**SUPPLIED PASSAGE**
Consider what metrics you want to use to evaluate success.
- If you think about mean squared error, can we actually relate to the amount of error?
- Try root mean squared error so that error is closer to the original units (dollars)
- What does RMSE do to outliers?
- Is mean absolute error a good metric for this problem?
- What about R^2? Adjusted R^2?
- Briefly describe your reasons for picking the metrics you use

In [56]:
# gather evaluation metrics and compare results

In [66]:
mse = mean_squared_error(pred_price, y_test)
r2 = r2_score(pred_price,y_test)

In [67]:
print(r2)

0.936071029904634


## Feature Selection - STRETCH

> **This step doesn't need to be part of your Minimum Viable Product (MVP), but its recommended you complete it if you have time!**

Even with all the preprocessing we did in Notebook 1, you probably still have a lot of features. Are they all important for prediction?

Investigate some feature selection algorithms (Lasso, RFE, Forward/Backward Selection)
- Perform feature selection to get a reduced subset of your original features
- Refit your models with this reduced dimensionality - how does performance change on your chosen metrics?
- Based on this, should you include feature selection in your final pipeline? Explain

Remember, feature selection often doesn't directly improve performance, but if performance remains the same, a simpler model is often preferrable. 



In [None]:
# perform feature selection 
# refit models
# gather evaluation metrics and compare to the previous step (full feature set)

**CHECK YOUR UNDERSTANDING**
• A. Which feature selection algorithms does the notebook excerpt suggest investigating?
• B. Translate into French this sentence from the notebook excerpt: "Even with all the preprocessing we did in Notebook 1, you probably still have a lot of features."

**RAW DATA**
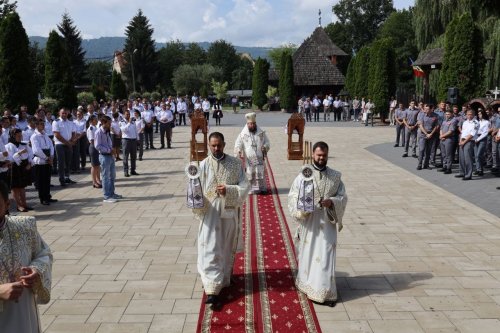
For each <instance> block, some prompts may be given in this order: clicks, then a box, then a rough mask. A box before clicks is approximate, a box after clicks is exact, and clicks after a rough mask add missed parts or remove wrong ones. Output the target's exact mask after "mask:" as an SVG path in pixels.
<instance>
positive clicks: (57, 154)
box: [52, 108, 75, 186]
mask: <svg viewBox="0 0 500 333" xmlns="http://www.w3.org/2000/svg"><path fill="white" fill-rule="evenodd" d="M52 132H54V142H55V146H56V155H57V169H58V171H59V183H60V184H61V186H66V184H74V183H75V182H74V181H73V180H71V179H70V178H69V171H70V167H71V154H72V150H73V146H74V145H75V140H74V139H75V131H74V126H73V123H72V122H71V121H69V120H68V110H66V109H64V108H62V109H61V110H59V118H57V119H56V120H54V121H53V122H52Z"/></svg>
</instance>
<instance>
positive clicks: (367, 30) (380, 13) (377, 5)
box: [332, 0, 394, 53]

==

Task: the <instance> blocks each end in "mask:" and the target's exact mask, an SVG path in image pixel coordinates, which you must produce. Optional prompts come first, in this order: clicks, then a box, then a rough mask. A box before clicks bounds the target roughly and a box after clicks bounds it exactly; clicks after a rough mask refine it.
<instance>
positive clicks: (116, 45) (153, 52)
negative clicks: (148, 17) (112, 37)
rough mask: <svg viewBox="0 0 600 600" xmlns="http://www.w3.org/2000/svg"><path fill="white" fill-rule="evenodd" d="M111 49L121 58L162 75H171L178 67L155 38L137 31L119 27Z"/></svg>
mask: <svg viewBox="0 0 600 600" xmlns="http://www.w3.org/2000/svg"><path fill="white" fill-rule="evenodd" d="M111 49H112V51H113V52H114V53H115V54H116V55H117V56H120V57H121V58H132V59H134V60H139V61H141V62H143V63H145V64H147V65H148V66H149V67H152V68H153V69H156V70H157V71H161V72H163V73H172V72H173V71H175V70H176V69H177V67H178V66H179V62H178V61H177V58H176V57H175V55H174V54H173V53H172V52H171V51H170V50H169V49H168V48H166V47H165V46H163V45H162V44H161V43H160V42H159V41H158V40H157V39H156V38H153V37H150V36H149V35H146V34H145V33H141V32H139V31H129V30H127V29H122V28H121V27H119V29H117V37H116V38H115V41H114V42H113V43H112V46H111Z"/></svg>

**RESPONSES IN ORDER**
• A. Lasso, RFE, and Forward/Backward Selection.

• B. Même avec tout le prétraitement que nous avons effectué dans le Notebook 1, vous avez probablement encore beaucoup de caractéristiques.